Texto em estudo
Paralelo às ideias da igreja, e a partir da fundação da Faculdade Bahiana de Medicina em 1808, os discursos médicos de higienização e de racionalismo iluminista, pautados no  progresso e  na civilização, começam a ter grande influência na sociedade baiana nesse período, tendo como objetivo, tentar padronizar e racionalizar o comportamento feminino. Nesse sentido, o livro deixa claro que apesar do discurso iluminista dos médicos, as suas ideias de moral estavam alinhadas com as da igreja católica.
Enquanto a igreja criticava os novos trajes, os bailes e a vaidade das “moças dos sobrados”, tendo como justificativa, a moral cristã, os médicos os condenavam, a partir de argumentos científicos e higienistas. Porém, ao tratar do celibato, os médicos se colocavam inteiramente contra, argumentando que era uma prática que causava problemas físicos e morais, contrariando assim, os preceitos da igreja e consequentemente, do cristianismo.
No terceiro capítulo do livro, ao analisar o contexto em que as Cartas Sobre a Educação de Cora foram publicadas, Adriana Dantas, reconstrói de forma sucinta, a história do médico, José Lino Coutinho e de Ildefonça Laura Cezar, pais da menina Cora. A partir disso, o livro mostra também, a influência do pensamento iluminista na formação de Lino Coutinho, autor das cartas.
Ao analisar as cartas, a autora percebe que elas foram dividas em quatro fases, e que foram enviadas em cada momento distinto da vida de Cora, para que fosse um manual de  educação da menina. Sendo que a 1ª fase, correspondia do nascimento aos 7 anos de idade, se preocupando assim, com uma educação física e moral, dando pouca atenção para educação religiosa, enquanto que a 2º fase, que correspondia dos 7 ao 14 anos, tinha como objetivo uma educação que possibilitasse a diminuição do “fogo natural da idade”.  Nessa fase, diferentemente dos costumes da época, Lino recomendava o aprendizado das letras: gramática; música; história e francês. A educação religiosa, tinha como princípio, o conhecimento de Deus através da natureza, baseado no pensamento iluminista.
As cartas enviadas para tratar da 3ª fase da educação de Cora, tinha como um dos objetivos principais, dentre outras coisas, cuidar deste “tempo das paixões”, que segundo Lino Coutinho, todo cuidado neste período era pouco. A quarta e última fase, era a fase definida por Lino, como a fase da idade viril.

Objetivo do exercício
Atualize o trecho do texto sobre as cartas de Lino Coutinho que começa em "As cartas enviadas" e termina em "da idade viril.", trocando "idade viril" por "idade adulta". Os itens não têm nenhuma relação com o texto sobre as cartas de Lino Coutinho.

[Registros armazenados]
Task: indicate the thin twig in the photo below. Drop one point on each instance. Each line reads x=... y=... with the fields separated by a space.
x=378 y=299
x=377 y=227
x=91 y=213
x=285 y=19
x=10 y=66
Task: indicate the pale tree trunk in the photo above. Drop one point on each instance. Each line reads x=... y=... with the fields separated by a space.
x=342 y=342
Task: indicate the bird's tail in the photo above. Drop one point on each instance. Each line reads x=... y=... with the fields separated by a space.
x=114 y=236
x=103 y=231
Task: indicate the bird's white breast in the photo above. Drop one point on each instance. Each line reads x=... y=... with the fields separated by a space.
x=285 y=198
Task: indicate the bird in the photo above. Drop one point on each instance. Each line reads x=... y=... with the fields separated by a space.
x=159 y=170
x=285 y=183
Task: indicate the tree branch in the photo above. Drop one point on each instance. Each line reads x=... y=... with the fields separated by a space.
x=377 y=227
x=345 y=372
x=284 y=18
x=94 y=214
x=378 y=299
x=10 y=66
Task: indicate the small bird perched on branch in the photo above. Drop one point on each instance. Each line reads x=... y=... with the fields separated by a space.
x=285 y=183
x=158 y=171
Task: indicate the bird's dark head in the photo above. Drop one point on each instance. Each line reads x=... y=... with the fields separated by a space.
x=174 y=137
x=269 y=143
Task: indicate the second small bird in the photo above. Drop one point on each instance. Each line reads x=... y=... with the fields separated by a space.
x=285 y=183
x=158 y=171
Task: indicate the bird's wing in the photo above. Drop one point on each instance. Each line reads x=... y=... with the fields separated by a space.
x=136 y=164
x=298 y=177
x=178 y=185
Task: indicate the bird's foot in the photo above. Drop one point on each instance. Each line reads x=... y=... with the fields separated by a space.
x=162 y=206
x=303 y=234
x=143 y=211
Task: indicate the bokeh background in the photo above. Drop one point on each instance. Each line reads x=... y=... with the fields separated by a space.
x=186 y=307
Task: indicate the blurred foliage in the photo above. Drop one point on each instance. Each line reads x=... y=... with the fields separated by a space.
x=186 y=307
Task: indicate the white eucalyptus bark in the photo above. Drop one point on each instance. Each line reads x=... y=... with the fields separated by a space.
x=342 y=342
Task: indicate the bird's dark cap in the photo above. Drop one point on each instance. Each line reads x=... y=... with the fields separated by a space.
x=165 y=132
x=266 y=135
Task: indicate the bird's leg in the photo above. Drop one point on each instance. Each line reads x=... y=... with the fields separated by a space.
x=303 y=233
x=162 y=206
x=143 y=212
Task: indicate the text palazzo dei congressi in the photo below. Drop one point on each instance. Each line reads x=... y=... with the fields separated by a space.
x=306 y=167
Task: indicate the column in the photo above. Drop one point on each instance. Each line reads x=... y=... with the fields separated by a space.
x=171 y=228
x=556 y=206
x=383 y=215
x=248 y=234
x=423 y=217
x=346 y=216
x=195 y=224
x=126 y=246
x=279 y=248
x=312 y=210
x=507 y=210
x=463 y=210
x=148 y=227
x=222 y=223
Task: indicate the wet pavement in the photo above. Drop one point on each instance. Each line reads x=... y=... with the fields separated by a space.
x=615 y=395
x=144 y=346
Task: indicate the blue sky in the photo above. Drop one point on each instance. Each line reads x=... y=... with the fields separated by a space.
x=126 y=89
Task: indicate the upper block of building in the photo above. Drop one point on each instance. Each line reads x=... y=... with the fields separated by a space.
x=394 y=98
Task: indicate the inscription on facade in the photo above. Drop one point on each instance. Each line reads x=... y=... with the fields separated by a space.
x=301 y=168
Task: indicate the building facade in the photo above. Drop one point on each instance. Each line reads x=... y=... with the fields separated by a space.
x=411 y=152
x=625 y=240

Solução
As cartas enviadas para tratar da 3ª fase da educação de Cora, tinha como um dos objetivos principais, dentre outras coisas, cuidar deste “tempo das paixões”, que segundo Lino Coutinho, todo cuidado neste período era pouco. A quarta e última fase, era a fase definida por Lino, como a fase da idade adulta.